** Datos proporcionados **
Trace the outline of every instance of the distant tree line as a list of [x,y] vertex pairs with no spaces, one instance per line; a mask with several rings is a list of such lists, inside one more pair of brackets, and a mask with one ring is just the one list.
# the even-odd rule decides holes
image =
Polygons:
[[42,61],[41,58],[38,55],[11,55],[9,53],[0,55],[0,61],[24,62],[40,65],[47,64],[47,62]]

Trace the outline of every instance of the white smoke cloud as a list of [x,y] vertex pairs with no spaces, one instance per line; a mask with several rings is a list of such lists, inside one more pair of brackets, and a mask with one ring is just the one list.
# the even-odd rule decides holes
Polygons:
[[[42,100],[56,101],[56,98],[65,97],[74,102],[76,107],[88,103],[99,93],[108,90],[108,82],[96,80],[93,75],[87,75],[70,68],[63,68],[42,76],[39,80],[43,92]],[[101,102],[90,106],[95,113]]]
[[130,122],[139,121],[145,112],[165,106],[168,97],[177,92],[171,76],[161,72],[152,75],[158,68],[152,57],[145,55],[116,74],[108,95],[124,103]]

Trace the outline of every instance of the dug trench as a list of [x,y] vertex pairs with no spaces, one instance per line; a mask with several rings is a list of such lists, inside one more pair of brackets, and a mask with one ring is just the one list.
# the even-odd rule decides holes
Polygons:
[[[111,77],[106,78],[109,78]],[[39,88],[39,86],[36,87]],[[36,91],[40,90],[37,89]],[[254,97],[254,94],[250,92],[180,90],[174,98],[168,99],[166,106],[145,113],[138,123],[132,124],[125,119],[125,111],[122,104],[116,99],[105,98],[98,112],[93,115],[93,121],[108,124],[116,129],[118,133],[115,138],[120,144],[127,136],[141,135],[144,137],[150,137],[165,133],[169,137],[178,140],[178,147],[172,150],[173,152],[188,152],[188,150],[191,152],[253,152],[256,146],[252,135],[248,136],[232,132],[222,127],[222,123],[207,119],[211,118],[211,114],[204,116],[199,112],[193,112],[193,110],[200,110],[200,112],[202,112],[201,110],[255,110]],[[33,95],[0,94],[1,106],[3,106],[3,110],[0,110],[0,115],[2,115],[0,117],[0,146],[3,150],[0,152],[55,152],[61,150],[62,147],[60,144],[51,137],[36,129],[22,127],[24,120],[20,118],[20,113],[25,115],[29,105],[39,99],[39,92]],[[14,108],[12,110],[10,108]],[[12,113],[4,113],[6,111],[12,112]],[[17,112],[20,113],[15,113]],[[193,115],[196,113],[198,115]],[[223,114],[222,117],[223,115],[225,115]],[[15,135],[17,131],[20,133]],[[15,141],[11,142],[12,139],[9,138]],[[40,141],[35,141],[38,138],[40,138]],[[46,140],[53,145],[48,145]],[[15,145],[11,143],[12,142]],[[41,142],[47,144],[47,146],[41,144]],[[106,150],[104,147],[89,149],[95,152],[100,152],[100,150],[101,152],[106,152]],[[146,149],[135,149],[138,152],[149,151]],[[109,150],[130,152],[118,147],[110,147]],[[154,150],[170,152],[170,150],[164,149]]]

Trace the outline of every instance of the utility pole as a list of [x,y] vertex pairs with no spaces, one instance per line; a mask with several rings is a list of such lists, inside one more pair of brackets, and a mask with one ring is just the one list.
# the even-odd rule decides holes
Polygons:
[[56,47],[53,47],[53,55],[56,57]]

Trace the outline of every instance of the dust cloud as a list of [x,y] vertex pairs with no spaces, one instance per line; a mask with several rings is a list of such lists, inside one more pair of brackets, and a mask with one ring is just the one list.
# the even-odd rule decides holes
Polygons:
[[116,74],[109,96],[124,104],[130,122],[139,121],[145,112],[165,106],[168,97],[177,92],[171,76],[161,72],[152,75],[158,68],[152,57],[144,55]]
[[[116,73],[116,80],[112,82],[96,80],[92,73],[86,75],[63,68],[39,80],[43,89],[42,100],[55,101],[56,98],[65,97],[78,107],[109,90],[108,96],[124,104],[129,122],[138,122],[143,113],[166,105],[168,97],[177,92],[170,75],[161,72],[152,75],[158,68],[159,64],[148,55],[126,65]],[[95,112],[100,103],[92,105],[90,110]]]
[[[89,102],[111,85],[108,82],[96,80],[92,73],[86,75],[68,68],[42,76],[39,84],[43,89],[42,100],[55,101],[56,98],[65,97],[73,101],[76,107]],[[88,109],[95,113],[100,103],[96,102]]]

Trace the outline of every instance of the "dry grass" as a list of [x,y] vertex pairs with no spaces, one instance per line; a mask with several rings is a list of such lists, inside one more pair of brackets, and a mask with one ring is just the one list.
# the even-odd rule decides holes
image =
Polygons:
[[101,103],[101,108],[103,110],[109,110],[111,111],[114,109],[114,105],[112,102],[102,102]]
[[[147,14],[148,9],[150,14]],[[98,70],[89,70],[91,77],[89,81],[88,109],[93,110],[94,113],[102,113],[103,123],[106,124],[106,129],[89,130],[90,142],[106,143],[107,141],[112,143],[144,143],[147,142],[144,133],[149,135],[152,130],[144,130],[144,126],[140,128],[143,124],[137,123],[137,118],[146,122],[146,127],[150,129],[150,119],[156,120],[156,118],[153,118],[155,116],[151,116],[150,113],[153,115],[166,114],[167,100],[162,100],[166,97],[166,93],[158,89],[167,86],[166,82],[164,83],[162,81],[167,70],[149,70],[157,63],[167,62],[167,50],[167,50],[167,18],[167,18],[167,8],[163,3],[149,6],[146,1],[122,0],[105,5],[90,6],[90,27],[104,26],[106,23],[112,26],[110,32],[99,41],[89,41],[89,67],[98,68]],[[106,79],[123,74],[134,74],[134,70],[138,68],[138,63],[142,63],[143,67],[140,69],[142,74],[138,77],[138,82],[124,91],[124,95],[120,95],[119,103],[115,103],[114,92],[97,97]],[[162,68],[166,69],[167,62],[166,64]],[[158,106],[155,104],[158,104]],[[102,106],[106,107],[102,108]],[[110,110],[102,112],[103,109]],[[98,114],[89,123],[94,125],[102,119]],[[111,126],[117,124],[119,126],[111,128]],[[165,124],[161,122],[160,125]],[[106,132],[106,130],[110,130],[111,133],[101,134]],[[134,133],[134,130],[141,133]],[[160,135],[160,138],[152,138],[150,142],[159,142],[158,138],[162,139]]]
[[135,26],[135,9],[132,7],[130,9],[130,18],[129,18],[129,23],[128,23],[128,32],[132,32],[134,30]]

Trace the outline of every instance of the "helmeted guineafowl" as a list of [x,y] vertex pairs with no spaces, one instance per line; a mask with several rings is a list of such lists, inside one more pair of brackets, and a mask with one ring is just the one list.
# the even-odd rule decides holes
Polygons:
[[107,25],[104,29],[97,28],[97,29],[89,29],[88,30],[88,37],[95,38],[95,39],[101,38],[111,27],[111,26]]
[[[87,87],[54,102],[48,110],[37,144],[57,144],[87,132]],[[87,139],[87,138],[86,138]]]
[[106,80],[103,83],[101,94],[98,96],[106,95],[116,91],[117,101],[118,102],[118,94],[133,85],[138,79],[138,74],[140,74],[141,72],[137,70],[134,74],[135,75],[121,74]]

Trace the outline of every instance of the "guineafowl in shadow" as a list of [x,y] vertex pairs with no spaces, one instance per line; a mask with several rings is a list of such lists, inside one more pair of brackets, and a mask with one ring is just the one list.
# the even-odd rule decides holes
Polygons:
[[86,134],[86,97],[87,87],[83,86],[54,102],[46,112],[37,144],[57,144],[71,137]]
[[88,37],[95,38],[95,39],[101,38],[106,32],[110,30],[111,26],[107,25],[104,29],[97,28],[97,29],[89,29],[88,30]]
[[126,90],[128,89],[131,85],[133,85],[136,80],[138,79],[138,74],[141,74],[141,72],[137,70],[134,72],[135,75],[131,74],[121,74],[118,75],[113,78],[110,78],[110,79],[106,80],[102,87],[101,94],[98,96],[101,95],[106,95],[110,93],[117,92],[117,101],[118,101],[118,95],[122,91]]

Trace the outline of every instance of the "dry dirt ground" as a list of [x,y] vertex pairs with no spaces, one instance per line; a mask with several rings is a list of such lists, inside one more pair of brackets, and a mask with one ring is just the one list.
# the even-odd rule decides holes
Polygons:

** Lo que se pide **
Desplaza las coordenadas de las respuestas sumando -26 a cada número y vuelve a escribir todas las líneas, sin omitir ninguna, empezando por la línea que contiene "Trace the outline of every instance of the utility" y siguiendo hasta la línea que contiene "[[56,47],[53,47],[53,55],[56,57]]", ambas incluidas.

** Solución del ejercicio **
Trace the outline of every instance of the utility pole as a list of [x,y] vertex pairs with no spaces, one instance per line; a mask with several rings is a list of such lists, inside one more pair of brackets, and a mask with one ring is just the one list.
# the even-odd rule decides holes
Polygons:
[[30,21],[27,21],[27,29],[30,31]]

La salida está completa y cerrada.